WRITTEN INSTRUCTION A: Please repeat the stored entries below, from the line with "One marker for each instance of the distant" up to and including the last line of the entries, and leave the pictures out.

-- BEGIN PAGE --

Friday, June 30, 2006

Random

Sometimes you just want to ask people a) are you really that shallow or b) are you just acting like you are shallow so you don't expose your vulnerabilities or c) do you just not get it?

My tummy is full. I have eaten way too much the past few days, but I like it. It is late so I need to be going to bed soon.

Life has been kind of crazy the last few weeks. Life changes very quickly. I am not quite sure where I am at right now. Too busy to regroup, and I am actually doing pretty well. God is teaching me new lessons every day. I can't only hope that I am sharp enough to pick up on them.

Wish One: I want to date someone who prays before meals. I always wanted to pray before I ate, but I have always been to chicken to do it. There was a guy I worked with at Home Depot, and he would always pray before he ate. That really makes a man sexy.

I was told today that I have a house that is all ready for a family. I must have missed a step or two in that whole process . . .

My mom is coming to town next week. Yay. I haven't seen her since New Year's.

I love my cats. Why do guys think that liking cats isn't masculine? Cats are great.

I might visit Kim and Tony for Labor Day. Maybe it was Memorial Day. I always get the two confused. Sigh.

Wednesday, June 28, 2006

Camping, Camping, Camping















Here is a picture from camping a few weeks ago. Virginia got a great shot of my armpit. Good thing I shaved!

Selfish

People keep telling me that I need to learn how to be selfish. I don't know how to be selfish. I know what I want, and I don't have a problem letting people know what that is - but I don't enjoy being selfish. It feels good when someone else does something for me, but I don't really get much out of doing things for myself. I have accomplished a lot in the last 26 years, but I don't really do it for myself. The things that I am proud of are more the things that I do for other people. The things that make me happy are when other people do things for me. I am a very relationship oriented person. I don't want to be selfish. I don't think the Bible says anything about being selfish. You are supposed to be humble, self-sacrificing, a servant. The description of a marriage is more like two people submitting to each other instead of taking care or themselves. Everything we do should be to glorify God, not ourselves. Who is right?

-- END PAGE --
-- BEGIN GIVEN DATA --

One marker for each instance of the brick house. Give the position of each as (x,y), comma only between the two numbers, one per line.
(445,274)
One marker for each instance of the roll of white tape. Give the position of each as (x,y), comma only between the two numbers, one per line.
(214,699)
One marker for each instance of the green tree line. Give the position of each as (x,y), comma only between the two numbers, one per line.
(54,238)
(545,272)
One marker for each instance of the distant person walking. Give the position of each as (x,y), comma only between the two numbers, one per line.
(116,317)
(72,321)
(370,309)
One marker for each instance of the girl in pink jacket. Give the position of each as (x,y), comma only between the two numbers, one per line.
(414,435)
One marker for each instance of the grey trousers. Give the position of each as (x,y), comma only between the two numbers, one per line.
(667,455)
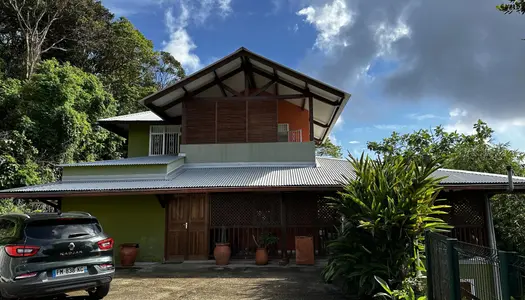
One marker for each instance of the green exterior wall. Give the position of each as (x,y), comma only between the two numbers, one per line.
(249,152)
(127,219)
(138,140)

-- END GIVEN DATA --

WRITTEN INSTRUCTION B: Write what comes next in the blog post above, starting after its final sentence.

FINAL ANSWER A:
One marker for each instance of the distant person walking. Give the position of each as (x,y), comma only between the two numbers, one per line.
(116,317)
(72,321)
(370,309)
One marker for each instance of the girl in pink jacket. Give the position of each as (x,y), comma only between the two numbers, one per line.
(414,435)
One marker for each instance of the grey trousers. Give the position of each as (x,y), comma only between the two numbers, one per line.
(667,455)
One marker for each instance of the green exterior wall. Give the position of each as (x,y), comma only between the two numbers, one per line.
(249,152)
(127,219)
(138,140)

FINAL ANSWER B:
There are so many people without any depth. Sometimes I envy them because it seems to make their lives so easy. Are they really happy? I don't understand. I tend to inject meaning into everything. Probably too much sometimes. I revel in possibility. I like submerging myself in all of our beautiful imperfections. Why ignore them? They make us.

There she goes again - rambling. :-)

Tuesday, June 27, 2006

A Lesson in Persistence

Ra is the most resilient cat in the world. For instance, he meowed for two hours straight this morning to try to wake me up to feed him. And, he has begun to do so again for his evening feeding. I was going to go to the gym tonight and get a membership, but maybe I will do that later in the week.

I am going to the Melting Pot tomorrow! I have company in town this weekend, and my mom is coming into town for the 4th of July.

I need to find time to fly out and see Kim and Tony. I am so busy these days.

I bought a 37'' flat panel television. By the goodness of kind gentlemen, I now have it hanging on the wall. I need to get a component shelf and some way to hide the cords.

I am sleepy, but I really should be productive tonight.

Pam!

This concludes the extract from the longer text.